- _PASSAGE_:
We left our church family at the end of January 1941, their first full month of experiencing our country at war.  It was a month when everyone in our church and in our town wanted to do whatever they could to help our country.  They bought U S Savings bonds, they organized First Aid classes, and they were planning a patriotic Party and Dance at the High School Gym, with the proceeds going to the Girard Chapter of the American Red Cross. The news from the war itself was almost all bad in the early months.  Following the attack at Pearl Harbor in Hawaii, the Japanese also attacked the Philippines which were occupied by American troops under Gen. Douglas MacArthur and by Philippine troops.  Japanese troops invaded the Philippines, holding US and Philippine troops under siege on the Bataan Peninsula, while Japanese warplanes bombed Manilla.  Now, in February, there was more bad news.  Singapore surrendered to Japanese forces.  On the very next day, the 18th of February, two very bad accidents killed more than 200 American sailors when their ships ran aground near Newfoundland. On the 19th, Japanese warplanes bombed Darwin, Australia. A Japanese submarine actually fired 17 high-explosive shells toward an oil refinery near Santa Barbara, California, on February 23rd, doing little physical damage but great psychological harm.  And, finally, on Feb. 27th, in the Java Sea, a force of Dutch ships were defeated by a Japanese force, causing approximately 2,300 deaths of Dutch sailors, leaving the Japanese Navy in control of the sea in East-Asia.  With all this awful military news, there were a couple executive decisions that affected folks’ personal lives.  The first, on February 8th, was a nationwide adoption of daylight saving time.  The second, on February 19th, allowed the United States Military to define areas as exclusionary zones.  These zones affected the Japanese on the West Coast, and Germans and Italians primarily on the East Coast.  This would eventually lead to thousands of American Citizens, primarily Japanese, being interned in camps for the duration of the war.

Recorded data:

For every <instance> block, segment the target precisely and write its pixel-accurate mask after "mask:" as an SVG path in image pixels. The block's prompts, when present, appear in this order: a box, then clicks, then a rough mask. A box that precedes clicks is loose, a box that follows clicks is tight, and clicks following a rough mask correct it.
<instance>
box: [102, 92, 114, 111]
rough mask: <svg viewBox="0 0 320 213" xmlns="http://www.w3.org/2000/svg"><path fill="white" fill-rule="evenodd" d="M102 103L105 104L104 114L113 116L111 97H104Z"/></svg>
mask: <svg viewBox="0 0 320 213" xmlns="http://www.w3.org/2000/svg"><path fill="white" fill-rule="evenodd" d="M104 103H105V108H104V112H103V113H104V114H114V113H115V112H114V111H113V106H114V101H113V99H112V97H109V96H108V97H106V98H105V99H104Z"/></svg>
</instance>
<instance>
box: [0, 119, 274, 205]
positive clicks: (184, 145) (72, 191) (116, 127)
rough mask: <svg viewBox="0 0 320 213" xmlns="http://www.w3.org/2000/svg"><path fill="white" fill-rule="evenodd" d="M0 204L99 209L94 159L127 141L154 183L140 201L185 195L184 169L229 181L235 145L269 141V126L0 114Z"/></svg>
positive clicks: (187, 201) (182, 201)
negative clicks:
---
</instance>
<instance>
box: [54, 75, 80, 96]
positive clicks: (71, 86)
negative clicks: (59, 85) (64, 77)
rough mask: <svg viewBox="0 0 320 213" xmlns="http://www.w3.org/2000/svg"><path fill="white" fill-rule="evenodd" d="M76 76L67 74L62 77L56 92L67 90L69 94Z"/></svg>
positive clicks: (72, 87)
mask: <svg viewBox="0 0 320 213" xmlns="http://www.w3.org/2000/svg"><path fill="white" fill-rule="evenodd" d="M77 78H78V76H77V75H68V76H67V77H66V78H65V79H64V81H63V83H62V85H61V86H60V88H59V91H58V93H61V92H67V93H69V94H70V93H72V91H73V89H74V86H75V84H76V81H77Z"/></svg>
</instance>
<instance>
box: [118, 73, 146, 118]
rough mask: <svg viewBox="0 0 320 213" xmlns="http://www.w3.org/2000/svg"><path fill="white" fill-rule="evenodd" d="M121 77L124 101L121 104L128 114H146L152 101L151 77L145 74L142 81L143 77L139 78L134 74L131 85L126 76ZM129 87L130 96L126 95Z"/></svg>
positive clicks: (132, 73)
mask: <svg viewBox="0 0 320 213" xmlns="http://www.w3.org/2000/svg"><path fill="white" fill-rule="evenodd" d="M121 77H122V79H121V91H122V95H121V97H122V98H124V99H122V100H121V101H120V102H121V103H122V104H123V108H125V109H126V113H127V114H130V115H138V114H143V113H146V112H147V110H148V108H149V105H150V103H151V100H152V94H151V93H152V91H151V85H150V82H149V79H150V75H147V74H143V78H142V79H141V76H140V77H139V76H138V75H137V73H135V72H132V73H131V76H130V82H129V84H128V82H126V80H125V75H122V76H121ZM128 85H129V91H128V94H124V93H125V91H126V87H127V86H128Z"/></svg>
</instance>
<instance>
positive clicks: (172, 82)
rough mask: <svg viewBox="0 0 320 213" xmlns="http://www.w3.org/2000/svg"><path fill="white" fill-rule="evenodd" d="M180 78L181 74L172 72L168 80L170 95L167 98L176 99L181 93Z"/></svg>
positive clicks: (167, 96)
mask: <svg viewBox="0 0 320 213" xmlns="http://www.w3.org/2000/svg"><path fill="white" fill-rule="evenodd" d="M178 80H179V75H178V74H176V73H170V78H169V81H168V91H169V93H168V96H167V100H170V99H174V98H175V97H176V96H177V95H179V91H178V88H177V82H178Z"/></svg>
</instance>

- _QUESTIONS TO ANSWER_:
a. According to the passage about the war's early months, what executive decision took effect nationwide on February 8th?
b. Carry the passage about the war's early months forward from its final sentence, in the same voice.

- _RESPONSES FOR EACH TASK_:
a. Daylight saving time was adopted nationwide.

b.
So, against the backdrop of unrelenting bad news and change and disruption in their lives, our church family, as did all American families, tried to go about their lives as best they could.  Sunday, February 1st, people came to Sunday School and Morning and Evening Worship.  The Sunday School attendance was 276 people including students and teachers.

On the evening of Thursday, the 5th, the Official Board met at the church.  One of the reports by the Sunday School Supt. noted that for the last quarter, the average attendance increased by 18 pupils.  Mr. Crider reported that the repairs had been made to the heating plant, and all were working properly again.  He moved that the Janitor Committee confer with the Janitor about extra pay for his extra time worked due to the heating trouble and during the repair.   Then, on Sunday, after the morning service, in response to the announcement about continuous Daylight Saving Time, there was a special meeting of the Official Board. They moved, seconded, and passed a resolution that that the church will adopt and conform to the National Change of Time to Daylight Saving.
In its Friday, February 6th edition, the Girard News announced that the Tire Rationing Board No 78-3, which governed the sale of tires for the entire city of Girard, was allotted 13 passenger car tires and 19 tubes for the month of February.  Trucks were allotted 12 tires and 10 tubes.  That was pretty strict rationing, that would greatly affect how much driving each family could do.  The News also reminded folks that farmers would be liable for filing Income Tax Returns for the first time this year. 

In that same edition, the News advised that the Employment Services were seeking Aircraft Workers.  The Employment Service was assisting the U S Army Air Corps in recruiting approximately 100,000 aircraft workers, nationwide.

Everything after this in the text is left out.